Exercise prompt: Exactly reproduce the lines from the line containing "Where can the running" to the end of the data below, inclusive, and nothing else.
---- Input records
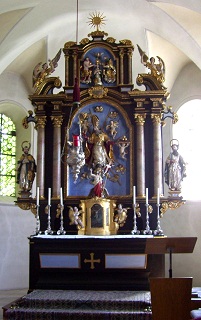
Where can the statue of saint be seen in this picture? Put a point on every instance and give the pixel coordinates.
(175, 168)
(157, 69)
(109, 71)
(26, 168)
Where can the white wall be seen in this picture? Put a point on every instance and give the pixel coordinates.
(16, 226)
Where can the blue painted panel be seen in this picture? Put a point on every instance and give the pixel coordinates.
(119, 181)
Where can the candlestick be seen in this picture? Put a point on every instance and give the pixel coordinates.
(49, 196)
(61, 197)
(134, 195)
(37, 196)
(147, 196)
(158, 196)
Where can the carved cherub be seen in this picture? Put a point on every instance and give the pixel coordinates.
(42, 70)
(123, 144)
(120, 215)
(112, 127)
(74, 216)
(157, 69)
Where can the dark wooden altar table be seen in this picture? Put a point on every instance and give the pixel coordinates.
(118, 262)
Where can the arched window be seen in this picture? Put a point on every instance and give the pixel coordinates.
(7, 156)
(188, 131)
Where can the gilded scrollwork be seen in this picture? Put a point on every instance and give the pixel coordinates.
(57, 120)
(69, 44)
(172, 205)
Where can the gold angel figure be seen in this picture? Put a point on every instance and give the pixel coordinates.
(42, 70)
(157, 69)
(75, 217)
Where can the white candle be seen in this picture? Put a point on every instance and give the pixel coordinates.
(147, 196)
(61, 197)
(49, 196)
(134, 195)
(158, 196)
(37, 196)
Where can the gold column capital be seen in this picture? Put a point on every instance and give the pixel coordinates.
(140, 118)
(41, 121)
(156, 118)
(57, 121)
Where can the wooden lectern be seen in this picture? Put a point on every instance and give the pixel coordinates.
(170, 245)
(171, 297)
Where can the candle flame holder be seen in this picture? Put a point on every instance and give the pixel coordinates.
(37, 230)
(148, 210)
(158, 231)
(61, 230)
(135, 231)
(49, 230)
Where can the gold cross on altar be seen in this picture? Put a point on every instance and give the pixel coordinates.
(92, 260)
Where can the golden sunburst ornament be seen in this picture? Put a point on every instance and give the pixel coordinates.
(96, 19)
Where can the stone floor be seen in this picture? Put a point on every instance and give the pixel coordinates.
(7, 296)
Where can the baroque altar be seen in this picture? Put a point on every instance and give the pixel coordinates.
(99, 161)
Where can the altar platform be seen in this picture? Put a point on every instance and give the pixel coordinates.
(119, 262)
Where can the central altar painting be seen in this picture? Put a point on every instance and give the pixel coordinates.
(102, 131)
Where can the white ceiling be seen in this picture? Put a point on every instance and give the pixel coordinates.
(34, 30)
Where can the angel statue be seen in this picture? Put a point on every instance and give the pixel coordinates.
(157, 69)
(120, 215)
(74, 216)
(42, 70)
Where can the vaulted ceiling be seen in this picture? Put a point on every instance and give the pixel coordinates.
(34, 30)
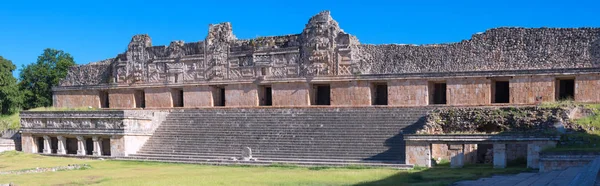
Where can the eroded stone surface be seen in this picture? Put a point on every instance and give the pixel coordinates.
(324, 49)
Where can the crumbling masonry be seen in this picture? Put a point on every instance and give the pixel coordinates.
(314, 79)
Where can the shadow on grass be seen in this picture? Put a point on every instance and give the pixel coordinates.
(443, 175)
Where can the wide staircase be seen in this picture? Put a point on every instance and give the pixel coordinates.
(367, 136)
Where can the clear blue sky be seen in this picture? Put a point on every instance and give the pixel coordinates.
(96, 30)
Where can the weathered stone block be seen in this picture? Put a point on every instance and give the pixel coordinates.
(418, 154)
(197, 96)
(351, 93)
(291, 94)
(121, 98)
(408, 92)
(158, 97)
(499, 155)
(75, 99)
(586, 88)
(531, 89)
(241, 95)
(468, 91)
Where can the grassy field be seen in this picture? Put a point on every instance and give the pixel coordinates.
(111, 172)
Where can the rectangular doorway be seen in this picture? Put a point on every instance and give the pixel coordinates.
(71, 145)
(54, 144)
(89, 146)
(106, 146)
(177, 97)
(104, 99)
(322, 94)
(40, 144)
(500, 92)
(565, 89)
(140, 99)
(437, 93)
(218, 93)
(379, 93)
(265, 96)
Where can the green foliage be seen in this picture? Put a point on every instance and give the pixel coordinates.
(10, 122)
(115, 172)
(38, 79)
(63, 109)
(10, 98)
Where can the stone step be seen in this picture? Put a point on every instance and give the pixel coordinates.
(283, 134)
(265, 158)
(259, 162)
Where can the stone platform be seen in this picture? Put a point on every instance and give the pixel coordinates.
(368, 136)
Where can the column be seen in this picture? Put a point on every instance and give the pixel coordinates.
(457, 155)
(81, 145)
(47, 147)
(418, 153)
(62, 145)
(97, 146)
(499, 155)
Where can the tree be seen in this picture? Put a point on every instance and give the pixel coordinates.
(10, 98)
(38, 79)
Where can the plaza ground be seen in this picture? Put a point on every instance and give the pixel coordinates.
(112, 172)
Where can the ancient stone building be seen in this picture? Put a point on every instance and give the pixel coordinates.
(318, 77)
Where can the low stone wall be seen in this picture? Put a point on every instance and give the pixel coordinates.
(7, 145)
(526, 119)
(127, 130)
(559, 161)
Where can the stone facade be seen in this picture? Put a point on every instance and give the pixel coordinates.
(532, 60)
(125, 132)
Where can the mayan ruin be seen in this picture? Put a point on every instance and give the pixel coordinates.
(320, 97)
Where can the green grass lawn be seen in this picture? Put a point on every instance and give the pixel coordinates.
(112, 172)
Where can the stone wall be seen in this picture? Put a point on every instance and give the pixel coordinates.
(128, 130)
(468, 91)
(241, 95)
(323, 49)
(494, 49)
(198, 96)
(353, 93)
(7, 145)
(291, 94)
(158, 97)
(532, 89)
(497, 120)
(74, 99)
(408, 92)
(586, 88)
(121, 98)
(559, 161)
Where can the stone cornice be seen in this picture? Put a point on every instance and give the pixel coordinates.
(367, 77)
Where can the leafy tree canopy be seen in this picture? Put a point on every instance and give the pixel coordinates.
(37, 79)
(10, 98)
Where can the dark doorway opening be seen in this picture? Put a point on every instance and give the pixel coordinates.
(71, 145)
(379, 94)
(322, 94)
(565, 89)
(104, 99)
(106, 147)
(219, 96)
(485, 153)
(438, 94)
(177, 96)
(266, 96)
(89, 146)
(54, 144)
(40, 143)
(501, 92)
(140, 99)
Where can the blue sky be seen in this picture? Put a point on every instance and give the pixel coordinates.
(96, 30)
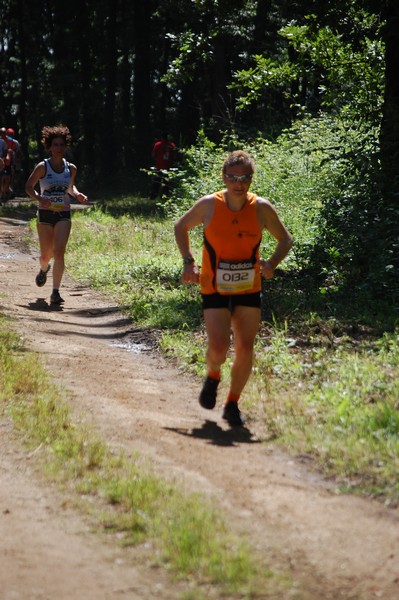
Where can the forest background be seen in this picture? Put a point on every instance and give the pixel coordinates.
(232, 73)
(311, 90)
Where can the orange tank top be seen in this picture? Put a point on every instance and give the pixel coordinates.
(230, 252)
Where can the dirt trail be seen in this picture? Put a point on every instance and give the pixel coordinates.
(334, 546)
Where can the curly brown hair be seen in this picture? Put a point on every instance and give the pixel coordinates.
(239, 157)
(49, 133)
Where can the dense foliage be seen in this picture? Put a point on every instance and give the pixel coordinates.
(320, 77)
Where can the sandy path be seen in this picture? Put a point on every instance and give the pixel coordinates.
(335, 546)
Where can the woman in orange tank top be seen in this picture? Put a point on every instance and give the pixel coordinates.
(233, 221)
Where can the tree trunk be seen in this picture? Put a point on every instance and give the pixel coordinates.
(390, 120)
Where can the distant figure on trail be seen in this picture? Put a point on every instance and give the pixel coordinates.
(8, 149)
(56, 178)
(233, 221)
(15, 162)
(164, 155)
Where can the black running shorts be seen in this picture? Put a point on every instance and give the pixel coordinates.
(230, 300)
(52, 217)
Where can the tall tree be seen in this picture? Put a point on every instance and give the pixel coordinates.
(390, 118)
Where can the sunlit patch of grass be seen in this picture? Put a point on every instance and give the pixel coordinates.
(123, 494)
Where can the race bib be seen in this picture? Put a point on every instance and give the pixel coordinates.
(234, 277)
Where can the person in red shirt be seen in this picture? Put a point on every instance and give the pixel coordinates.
(163, 153)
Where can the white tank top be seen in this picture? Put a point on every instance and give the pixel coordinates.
(55, 185)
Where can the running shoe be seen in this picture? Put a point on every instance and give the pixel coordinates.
(41, 277)
(208, 393)
(55, 298)
(232, 414)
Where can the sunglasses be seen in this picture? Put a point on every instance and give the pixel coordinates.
(236, 178)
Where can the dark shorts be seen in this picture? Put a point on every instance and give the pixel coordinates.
(52, 217)
(230, 300)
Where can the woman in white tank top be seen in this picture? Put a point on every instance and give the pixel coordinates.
(56, 178)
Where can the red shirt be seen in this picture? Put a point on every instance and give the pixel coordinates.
(163, 153)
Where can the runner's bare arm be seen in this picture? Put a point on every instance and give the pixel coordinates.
(269, 220)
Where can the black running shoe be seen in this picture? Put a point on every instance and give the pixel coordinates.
(208, 393)
(232, 414)
(55, 298)
(41, 277)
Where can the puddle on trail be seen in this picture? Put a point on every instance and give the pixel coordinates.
(134, 347)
--------
Task output:
Where can the running shoe be seen in this picture? Put a point on every instance and give the pixel coordinates.
(41, 277)
(208, 393)
(55, 298)
(232, 414)
Where can the sunglasses be seen in this picture? Put a point on every instance and give the pixel coordinates.
(236, 178)
Where can the dark shorts be seen in this picture? Put a point on every instance and give the pixel coordinates.
(52, 217)
(230, 300)
Where can the woman in white tank top be seen in this picture? Put a point on every instance and give the pixel coordinates.
(56, 178)
Where can the red shirt be seen in this picture? Put a point on every instance and give the pixel coordinates.
(163, 153)
Where can the runner's bare arm be seen in this picture? Put a point on every instance and give the pixel coordinates.
(269, 220)
Where can the black running shoe be seen in this picture? Put a point on every instance and give the pixel coordinates.
(208, 393)
(232, 414)
(55, 298)
(41, 277)
Where can the puddle on trail be seen in this picture? Put a point on every instance and give the pixel coordinates.
(134, 347)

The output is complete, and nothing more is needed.